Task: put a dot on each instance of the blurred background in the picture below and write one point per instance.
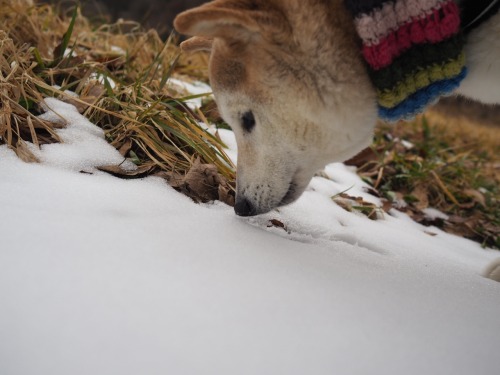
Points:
(159, 14)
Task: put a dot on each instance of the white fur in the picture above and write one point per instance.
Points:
(297, 66)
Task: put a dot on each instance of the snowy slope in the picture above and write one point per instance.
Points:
(106, 276)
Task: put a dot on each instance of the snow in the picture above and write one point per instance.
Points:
(106, 276)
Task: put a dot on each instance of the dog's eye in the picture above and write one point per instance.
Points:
(248, 121)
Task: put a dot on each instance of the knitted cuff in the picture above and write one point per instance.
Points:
(413, 50)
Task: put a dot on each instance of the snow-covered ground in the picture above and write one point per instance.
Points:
(106, 276)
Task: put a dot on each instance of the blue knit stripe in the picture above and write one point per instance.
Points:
(417, 102)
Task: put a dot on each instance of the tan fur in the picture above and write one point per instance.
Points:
(296, 65)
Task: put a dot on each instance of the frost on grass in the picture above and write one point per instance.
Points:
(83, 146)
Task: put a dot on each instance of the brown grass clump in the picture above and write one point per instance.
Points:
(120, 73)
(431, 164)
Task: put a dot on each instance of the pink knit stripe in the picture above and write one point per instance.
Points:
(382, 21)
(436, 27)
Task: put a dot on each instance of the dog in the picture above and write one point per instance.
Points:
(291, 79)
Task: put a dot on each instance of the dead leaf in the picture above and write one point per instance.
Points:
(476, 195)
(277, 224)
(118, 171)
(420, 193)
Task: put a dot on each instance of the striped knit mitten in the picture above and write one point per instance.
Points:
(413, 49)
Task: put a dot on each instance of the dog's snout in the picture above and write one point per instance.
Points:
(244, 207)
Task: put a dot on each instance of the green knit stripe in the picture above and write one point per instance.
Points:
(415, 59)
(416, 80)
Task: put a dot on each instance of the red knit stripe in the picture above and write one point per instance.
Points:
(436, 27)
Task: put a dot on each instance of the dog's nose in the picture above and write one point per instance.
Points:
(243, 207)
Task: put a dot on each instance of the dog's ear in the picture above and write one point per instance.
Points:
(230, 19)
(197, 43)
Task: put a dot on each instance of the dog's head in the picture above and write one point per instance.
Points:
(291, 84)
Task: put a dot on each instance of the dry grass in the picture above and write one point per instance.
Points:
(433, 162)
(120, 73)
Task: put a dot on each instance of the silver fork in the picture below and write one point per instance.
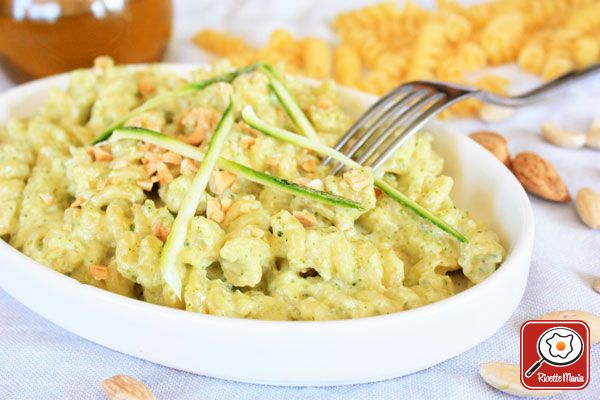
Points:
(399, 114)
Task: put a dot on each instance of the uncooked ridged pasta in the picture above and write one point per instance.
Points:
(347, 65)
(396, 43)
(317, 58)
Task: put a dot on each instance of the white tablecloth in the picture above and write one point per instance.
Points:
(39, 360)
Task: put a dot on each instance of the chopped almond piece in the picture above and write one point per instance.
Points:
(47, 198)
(220, 181)
(161, 232)
(324, 102)
(256, 232)
(235, 187)
(122, 163)
(98, 272)
(145, 86)
(214, 211)
(100, 154)
(306, 218)
(188, 166)
(346, 227)
(164, 173)
(101, 184)
(145, 184)
(151, 168)
(226, 203)
(309, 165)
(357, 179)
(77, 203)
(316, 184)
(272, 161)
(247, 142)
(244, 127)
(153, 157)
(172, 158)
(195, 139)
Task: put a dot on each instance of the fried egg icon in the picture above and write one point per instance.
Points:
(560, 346)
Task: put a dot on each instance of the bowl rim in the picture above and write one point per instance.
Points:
(522, 245)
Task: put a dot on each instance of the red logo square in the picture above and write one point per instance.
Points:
(555, 354)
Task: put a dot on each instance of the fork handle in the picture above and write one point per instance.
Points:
(540, 92)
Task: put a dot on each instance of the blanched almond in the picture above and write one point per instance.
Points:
(494, 143)
(587, 204)
(506, 378)
(593, 136)
(560, 137)
(539, 177)
(306, 218)
(592, 320)
(123, 387)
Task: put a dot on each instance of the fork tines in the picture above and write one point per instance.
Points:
(388, 123)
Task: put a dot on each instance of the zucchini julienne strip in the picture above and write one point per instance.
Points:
(288, 102)
(185, 91)
(251, 119)
(176, 239)
(186, 150)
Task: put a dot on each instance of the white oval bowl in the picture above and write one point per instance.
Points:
(296, 352)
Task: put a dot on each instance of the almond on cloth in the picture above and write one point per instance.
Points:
(592, 320)
(587, 204)
(494, 143)
(123, 387)
(540, 178)
(505, 377)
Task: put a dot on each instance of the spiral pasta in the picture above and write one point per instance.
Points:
(384, 45)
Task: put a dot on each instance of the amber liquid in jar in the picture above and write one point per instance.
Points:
(45, 37)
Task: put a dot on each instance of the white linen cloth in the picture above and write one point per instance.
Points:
(39, 360)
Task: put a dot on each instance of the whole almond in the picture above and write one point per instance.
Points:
(123, 387)
(505, 377)
(560, 137)
(494, 143)
(539, 177)
(587, 204)
(592, 320)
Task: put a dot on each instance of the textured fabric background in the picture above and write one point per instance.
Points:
(39, 360)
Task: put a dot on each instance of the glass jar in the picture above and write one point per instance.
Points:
(44, 37)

- TASK GOAL
Copy all lines above where "below" is present.

- SOLVED PROBLEM
Task: put a dot on each instance of the blurred background in the picture below and write one point per instance.
Task: put a dot on each instance of the silver fork in the picture below and write one point per instance.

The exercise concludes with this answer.